What is expected:
Copy out the records again, word for word, from the line containing "the woman's sneaker" through the line containing "[(636, 60), (827, 549), (408, 201), (1047, 278)]". Include both of those lines.

Dataset records:
= = = = = = =

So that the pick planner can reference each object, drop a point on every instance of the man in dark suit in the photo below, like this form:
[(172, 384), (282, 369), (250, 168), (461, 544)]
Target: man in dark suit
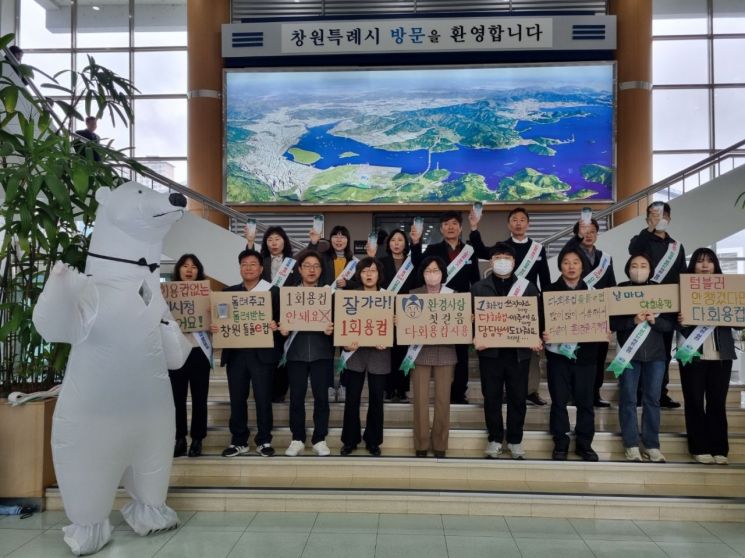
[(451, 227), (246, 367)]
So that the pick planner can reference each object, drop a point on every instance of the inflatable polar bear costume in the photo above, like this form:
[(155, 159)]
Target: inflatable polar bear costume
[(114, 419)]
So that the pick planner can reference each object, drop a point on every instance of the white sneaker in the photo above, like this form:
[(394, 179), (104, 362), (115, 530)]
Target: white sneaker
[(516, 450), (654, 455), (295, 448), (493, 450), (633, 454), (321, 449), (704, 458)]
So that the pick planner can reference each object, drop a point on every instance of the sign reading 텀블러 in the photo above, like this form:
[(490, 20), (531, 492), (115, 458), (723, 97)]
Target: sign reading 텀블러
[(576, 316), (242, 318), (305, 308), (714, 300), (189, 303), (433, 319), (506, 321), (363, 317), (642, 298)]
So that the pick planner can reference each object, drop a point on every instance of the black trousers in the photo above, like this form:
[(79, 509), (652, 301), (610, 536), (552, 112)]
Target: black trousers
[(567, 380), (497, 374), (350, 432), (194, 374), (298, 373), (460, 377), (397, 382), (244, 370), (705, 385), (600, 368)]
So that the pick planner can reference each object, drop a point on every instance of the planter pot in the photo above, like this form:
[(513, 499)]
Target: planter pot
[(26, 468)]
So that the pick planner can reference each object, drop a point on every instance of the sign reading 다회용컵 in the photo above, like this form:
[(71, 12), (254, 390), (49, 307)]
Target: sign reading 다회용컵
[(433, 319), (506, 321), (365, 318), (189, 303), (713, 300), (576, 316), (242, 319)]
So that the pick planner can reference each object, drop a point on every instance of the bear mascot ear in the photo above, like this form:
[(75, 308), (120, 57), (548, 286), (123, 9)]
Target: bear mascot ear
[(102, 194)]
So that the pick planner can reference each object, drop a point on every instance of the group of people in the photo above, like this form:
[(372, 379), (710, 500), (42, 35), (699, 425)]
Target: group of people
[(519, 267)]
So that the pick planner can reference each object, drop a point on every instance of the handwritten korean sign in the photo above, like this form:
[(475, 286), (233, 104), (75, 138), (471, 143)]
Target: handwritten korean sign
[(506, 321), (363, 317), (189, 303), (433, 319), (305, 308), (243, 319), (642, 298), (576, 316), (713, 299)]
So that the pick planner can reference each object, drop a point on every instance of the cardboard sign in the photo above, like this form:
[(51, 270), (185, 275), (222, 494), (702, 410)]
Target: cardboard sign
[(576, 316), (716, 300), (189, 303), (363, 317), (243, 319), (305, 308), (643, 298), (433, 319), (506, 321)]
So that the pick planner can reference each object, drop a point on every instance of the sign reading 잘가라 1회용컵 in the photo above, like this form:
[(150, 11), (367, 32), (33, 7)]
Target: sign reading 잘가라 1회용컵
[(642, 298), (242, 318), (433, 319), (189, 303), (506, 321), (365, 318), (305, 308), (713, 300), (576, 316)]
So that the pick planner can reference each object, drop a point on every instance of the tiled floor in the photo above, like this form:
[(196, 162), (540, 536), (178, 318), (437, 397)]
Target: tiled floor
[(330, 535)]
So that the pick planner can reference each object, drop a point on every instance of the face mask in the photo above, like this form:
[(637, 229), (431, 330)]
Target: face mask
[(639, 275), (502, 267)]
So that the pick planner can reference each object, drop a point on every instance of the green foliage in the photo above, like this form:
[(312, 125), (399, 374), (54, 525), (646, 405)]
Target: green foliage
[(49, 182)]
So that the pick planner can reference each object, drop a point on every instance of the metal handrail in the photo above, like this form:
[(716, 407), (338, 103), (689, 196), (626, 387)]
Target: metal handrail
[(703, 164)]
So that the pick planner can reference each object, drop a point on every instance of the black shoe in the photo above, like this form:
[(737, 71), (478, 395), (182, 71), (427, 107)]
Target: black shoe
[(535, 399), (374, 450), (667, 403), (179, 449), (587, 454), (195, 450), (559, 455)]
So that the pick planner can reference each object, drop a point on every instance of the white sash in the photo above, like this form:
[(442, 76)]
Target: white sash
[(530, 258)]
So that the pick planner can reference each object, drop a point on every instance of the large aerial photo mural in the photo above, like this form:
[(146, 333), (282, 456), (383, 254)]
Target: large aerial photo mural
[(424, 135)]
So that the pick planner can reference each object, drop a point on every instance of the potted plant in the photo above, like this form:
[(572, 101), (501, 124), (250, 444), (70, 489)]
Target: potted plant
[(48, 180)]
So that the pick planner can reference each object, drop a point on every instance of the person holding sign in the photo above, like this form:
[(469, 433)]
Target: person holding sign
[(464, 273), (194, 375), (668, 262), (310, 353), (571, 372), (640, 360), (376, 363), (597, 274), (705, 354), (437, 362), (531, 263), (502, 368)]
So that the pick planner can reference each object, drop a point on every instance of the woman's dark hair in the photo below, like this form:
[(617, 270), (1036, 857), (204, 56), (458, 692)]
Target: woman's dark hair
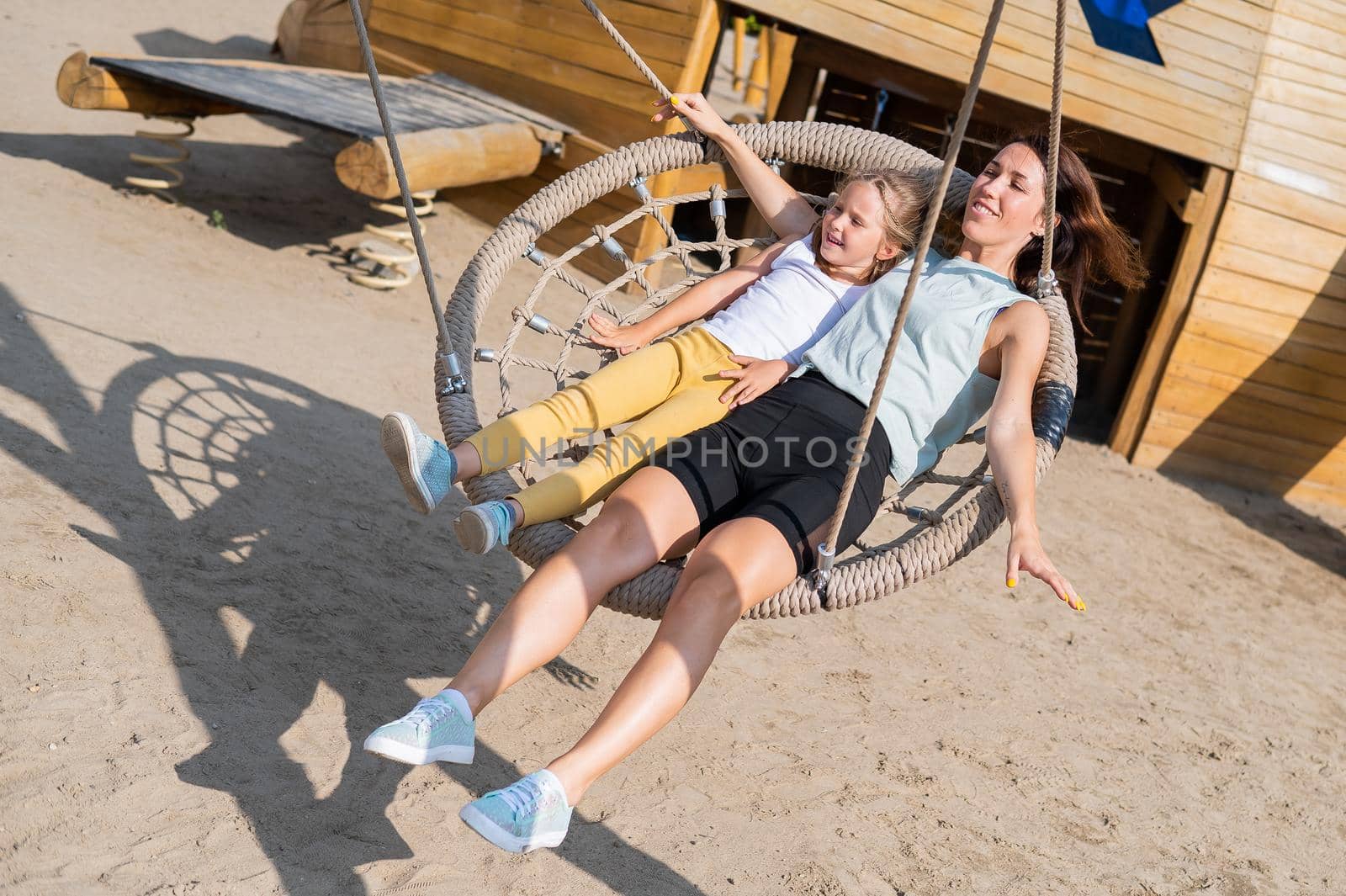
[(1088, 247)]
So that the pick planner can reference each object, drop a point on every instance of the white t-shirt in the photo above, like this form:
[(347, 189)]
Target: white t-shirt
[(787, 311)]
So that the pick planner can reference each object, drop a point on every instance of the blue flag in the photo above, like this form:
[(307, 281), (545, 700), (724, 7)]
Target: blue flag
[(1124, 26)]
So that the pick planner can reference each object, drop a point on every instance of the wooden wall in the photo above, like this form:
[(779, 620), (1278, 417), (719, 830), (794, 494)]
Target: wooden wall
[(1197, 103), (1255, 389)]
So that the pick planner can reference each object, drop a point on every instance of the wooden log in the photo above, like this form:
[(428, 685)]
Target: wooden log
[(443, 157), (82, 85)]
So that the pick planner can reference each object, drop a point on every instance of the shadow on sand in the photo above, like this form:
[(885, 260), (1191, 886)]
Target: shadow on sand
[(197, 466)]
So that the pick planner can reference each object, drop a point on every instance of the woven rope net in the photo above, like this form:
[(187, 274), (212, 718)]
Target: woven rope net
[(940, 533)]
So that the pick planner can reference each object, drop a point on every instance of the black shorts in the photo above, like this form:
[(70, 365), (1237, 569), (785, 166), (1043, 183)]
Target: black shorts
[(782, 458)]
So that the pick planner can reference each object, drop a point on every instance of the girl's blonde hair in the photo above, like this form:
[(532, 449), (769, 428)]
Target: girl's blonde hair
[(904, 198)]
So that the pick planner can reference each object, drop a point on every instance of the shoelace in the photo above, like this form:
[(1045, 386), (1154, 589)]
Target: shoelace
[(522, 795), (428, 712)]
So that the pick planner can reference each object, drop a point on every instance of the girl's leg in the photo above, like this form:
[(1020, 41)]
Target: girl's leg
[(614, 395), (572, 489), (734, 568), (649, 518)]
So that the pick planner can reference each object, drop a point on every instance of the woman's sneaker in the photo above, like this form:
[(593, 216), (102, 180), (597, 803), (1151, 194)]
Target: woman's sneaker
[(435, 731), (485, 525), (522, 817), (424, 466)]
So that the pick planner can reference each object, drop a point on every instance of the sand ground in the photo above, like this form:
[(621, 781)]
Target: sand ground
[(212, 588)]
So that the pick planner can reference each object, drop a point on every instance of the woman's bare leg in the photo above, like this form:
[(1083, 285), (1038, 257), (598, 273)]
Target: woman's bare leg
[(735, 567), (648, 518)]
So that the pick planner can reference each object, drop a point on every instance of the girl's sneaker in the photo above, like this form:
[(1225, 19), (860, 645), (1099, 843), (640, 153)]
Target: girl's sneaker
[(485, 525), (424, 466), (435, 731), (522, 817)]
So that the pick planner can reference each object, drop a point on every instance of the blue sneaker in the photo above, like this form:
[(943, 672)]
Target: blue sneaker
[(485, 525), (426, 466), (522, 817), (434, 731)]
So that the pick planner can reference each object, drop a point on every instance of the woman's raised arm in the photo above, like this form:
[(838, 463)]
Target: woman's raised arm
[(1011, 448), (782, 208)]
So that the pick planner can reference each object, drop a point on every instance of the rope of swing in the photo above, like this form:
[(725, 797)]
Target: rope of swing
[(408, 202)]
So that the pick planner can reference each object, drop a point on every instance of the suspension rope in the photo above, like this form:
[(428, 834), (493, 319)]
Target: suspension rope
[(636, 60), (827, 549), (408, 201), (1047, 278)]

= = = = = = =

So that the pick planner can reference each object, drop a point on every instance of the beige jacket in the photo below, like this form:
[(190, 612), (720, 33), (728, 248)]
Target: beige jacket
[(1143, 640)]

= = = = = = =

In response:
So that the pick planner can reference each object, drop a point on every instance of the woman's sneaker in the photo above, like this form:
[(593, 216), (102, 180), (597, 803), (1151, 194)]
Target: woman's sneaker
[(435, 731), (485, 525), (522, 817), (424, 466)]
So that the pick planner can reference each object, drop a point on every instance of the sand ground in the photo above, like this form:
[(621, 781)]
Target: sand ground
[(212, 588)]
So that the pick planner can reference each object, drop a point on every instance of the woman's bare leg in the photo above, like this form:
[(1083, 285), (1038, 257), (598, 273)]
Target: woman's bare leg
[(735, 567), (648, 518)]
So that the pick planner can reference each object, drop a point on every instance of the girl's sneaker in the photo above, like this form:
[(1225, 19), (860, 645), (1099, 843), (640, 153)]
Target: girl's sneaker
[(485, 525), (424, 466), (435, 731), (522, 817)]
So that the pick planner can reference each object, drop a point on every instance of the blue sneaker in the photo above, like this form:
[(943, 672)]
Target: blue sneaker
[(485, 525), (426, 466), (522, 817), (434, 731)]
So that the pick planner can reference each object, drop a point on every instance of the woman's raised arm in the photo above, like this form:
[(838, 463)]
Target: woman's raised arm
[(1011, 448), (782, 208)]
So that the pick planner can reference each object, drop a point on every instance of the rope of swing in the photo above, like this form:
[(725, 797)]
Target: rope of swing
[(408, 202)]
So that the pick planner can reference each object, drop a point on every instance of the suspension rope in the photo above, like this form:
[(428, 834), (493, 319)]
Target: suspension rope
[(636, 60), (827, 549), (408, 201), (1047, 278)]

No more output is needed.